▸ PAGE EXCERPT:
As the screenshot shows, there are two columns - **"name"** and **"age"**, and **4 rows**. We can think of this dataset as a collection of **2 vectors** - one for each column or variable. Then, we can start by declaring each vector, we've done similar things before:

In [7]:
name <- c("Beth", "Raj", "Ken", "Jordyn")
age <- c(46, 51, 13, 2)

Let's check if both vectors look okay by **printing** them:

In [8]:
name
age

So far so good. The only thing we need to figure out is how to bundle them together. Luckily, R has a function for that - **data.frame()** - we just need to think of a name for this new df and tell R which vectors it consists of:

In [9]:
data <- data.frame(name, age)

We named the df **data** and assigned to it the 2 vectors, **name** and **age**. Let's check our work:

In [12]:
data

name,age
<chr>,<dbl>
Beth,46
Raj,51
Ken,13
Jordyn,2


Looks good! We are now ready to start analyzing our data. For starters, let's find out what the average age is. To do this, we will use the **mean()** function we are already familiar with. But we can't feed it the entire df, that's not going to work:

In [13]:
mean(data)

▸ RECORDED INFORMATION:
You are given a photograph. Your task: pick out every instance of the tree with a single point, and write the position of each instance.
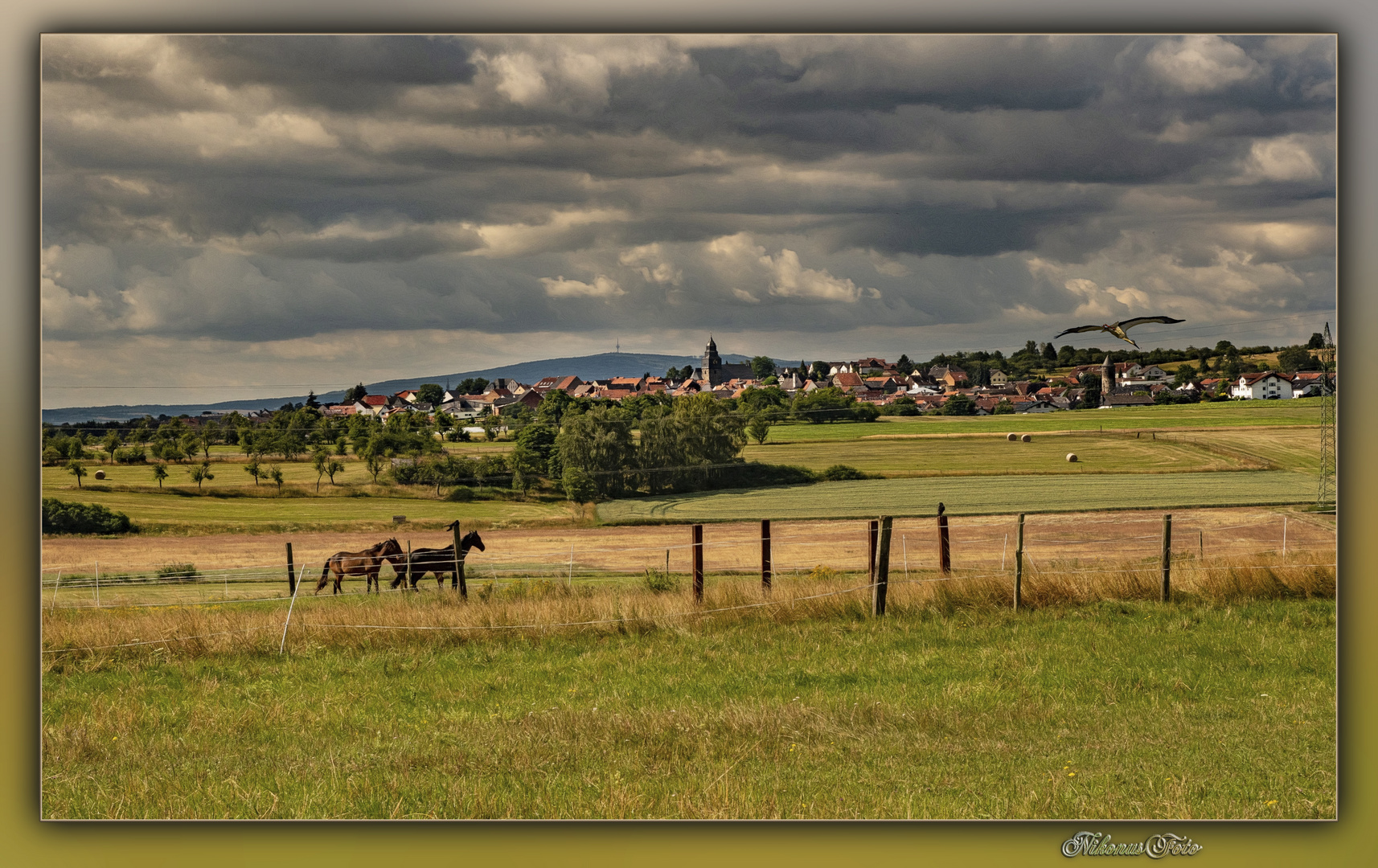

▸ TASKS TO CARRY OUT:
1. In the R data frame tutorial, what name is given to the new data frame?
2. Do these statements agree with the R data frame tutorial? Answer yes or no for each, quoting the deciding words. (a) The dataset has three columns. (b) Passing the whole data frame to mean() will work. (c) Jordyn's age is 2.
3. Carry on the R data frame tutorial from the point where it stops.
The material above comes from a separate source and has no connection to the R tutorial.

▸ ANSWER SET:
1. The data frame is named data.

2.
(a) No: "there are two columns"
(b) No: "But we can't feed it the entire df, that's not going to work"
(c) Yes: "Jordyn,2"

3.
“argument is not numeric or logical: returning NA”


It doesn't work because we are forcing R to calculate the average of a chr column - **name** which is coded as a bunch of text, and R doesn't quite know what to do with it. Instead, we need to zero in on the **age** column specifically. We do this in R by point the function to the specific column within the df we want to evaluate with the **$** sign:

In [14]:
mean(data$age)

Now we're talking! Using the same logic, we can find the min, max, range, and length of this column, just like we did with individual vectors last week:

In [15]:
min(data$age)
max(data$age)
range(data$age)
length(data$age)

We can even save some of these values for later use by assigning them to variables:

In [16]:
minAge <- min(data$age)
maxAge <- max(data$age)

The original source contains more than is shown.